▸ WHAT YOU NEED TO DO:
Word for word, set down the records and skip each picture.

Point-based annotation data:
>> start

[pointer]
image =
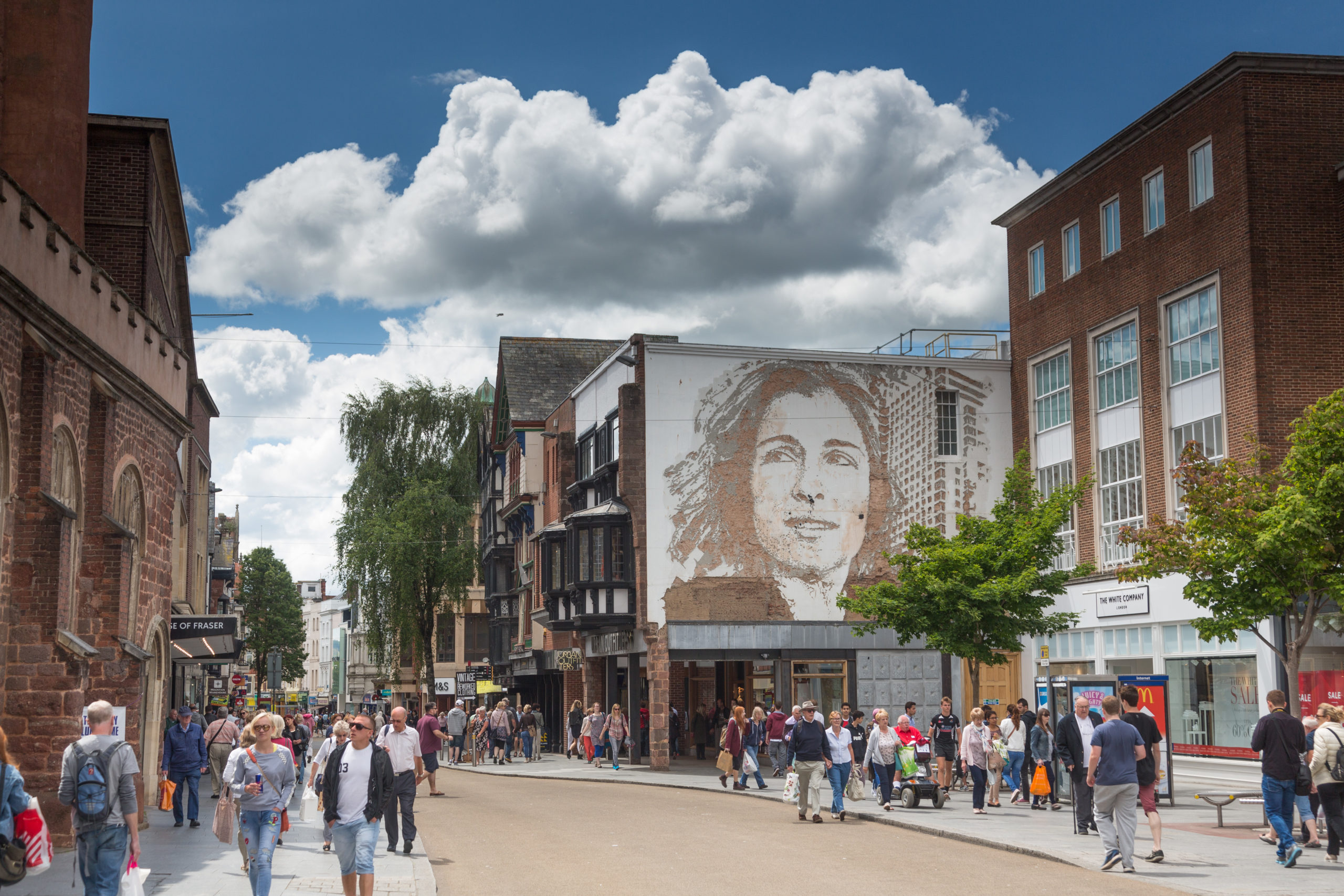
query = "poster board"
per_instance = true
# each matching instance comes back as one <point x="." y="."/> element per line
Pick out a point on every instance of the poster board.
<point x="1153" y="700"/>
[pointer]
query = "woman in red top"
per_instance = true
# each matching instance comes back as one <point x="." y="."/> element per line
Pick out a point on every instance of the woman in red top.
<point x="733" y="746"/>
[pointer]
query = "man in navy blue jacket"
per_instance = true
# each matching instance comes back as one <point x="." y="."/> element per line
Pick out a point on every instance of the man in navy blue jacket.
<point x="185" y="761"/>
<point x="810" y="754"/>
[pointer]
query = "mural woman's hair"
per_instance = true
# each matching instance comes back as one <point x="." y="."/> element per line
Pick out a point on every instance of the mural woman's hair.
<point x="711" y="487"/>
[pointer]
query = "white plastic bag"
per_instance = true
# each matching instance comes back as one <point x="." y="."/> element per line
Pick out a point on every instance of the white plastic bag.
<point x="133" y="882"/>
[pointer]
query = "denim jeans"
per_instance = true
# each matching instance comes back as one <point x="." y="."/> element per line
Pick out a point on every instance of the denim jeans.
<point x="1012" y="770"/>
<point x="261" y="829"/>
<point x="193" y="781"/>
<point x="752" y="751"/>
<point x="102" y="856"/>
<point x="1280" y="797"/>
<point x="839" y="777"/>
<point x="355" y="842"/>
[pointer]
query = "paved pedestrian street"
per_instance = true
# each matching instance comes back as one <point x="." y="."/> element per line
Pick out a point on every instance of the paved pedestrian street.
<point x="674" y="829"/>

>> end

▸ RESULT FOR THIS TASK:
[pointer]
image =
query = "poster board"
per_instance = true
# each matching instance comes back as one <point x="." y="."/> element per line
Pick out a point on every instance of the poster board.
<point x="1153" y="700"/>
[pointer]
query = "woman in red top"
per_instance = true
# each matching instance comes back as one <point x="." y="."/> element per line
Pick out a point on every instance of the woman in red top.
<point x="733" y="746"/>
[pointer]
query = "man in navy blue jacket"
per_instance = true
# each matching instance comes back as one <point x="." y="."/> element per line
Pick out a point on every instance of the man in navy blue jacket.
<point x="185" y="761"/>
<point x="810" y="754"/>
[pointer]
query = "mural woman's hair"
per_instance = true
# each matching instance comes back as one <point x="." y="."/> element per line
Pick out a point on every instance of the mural woman's hair.
<point x="711" y="487"/>
[pointer]
query = "white plastic bag"
per_instance = true
# each matching instance comes back as one <point x="." y="."/> element per line
Pick out a point on every instance of the white plastic bag.
<point x="133" y="882"/>
[pointer]
query = "denim jeans"
per_instance = true
# each matching instance comes back as one <point x="." y="."/> element per line
Pick out a point on every instance of the denim jeans.
<point x="1012" y="770"/>
<point x="261" y="829"/>
<point x="193" y="781"/>
<point x="752" y="751"/>
<point x="102" y="856"/>
<point x="1280" y="797"/>
<point x="839" y="777"/>
<point x="355" y="842"/>
[pointer]
query = "paved pedestrian street"
per_instance = true
# each matching instance comes back as one <point x="." y="."/> element per line
Pick out a point on every instance of the paved pedestrian street.
<point x="674" y="829"/>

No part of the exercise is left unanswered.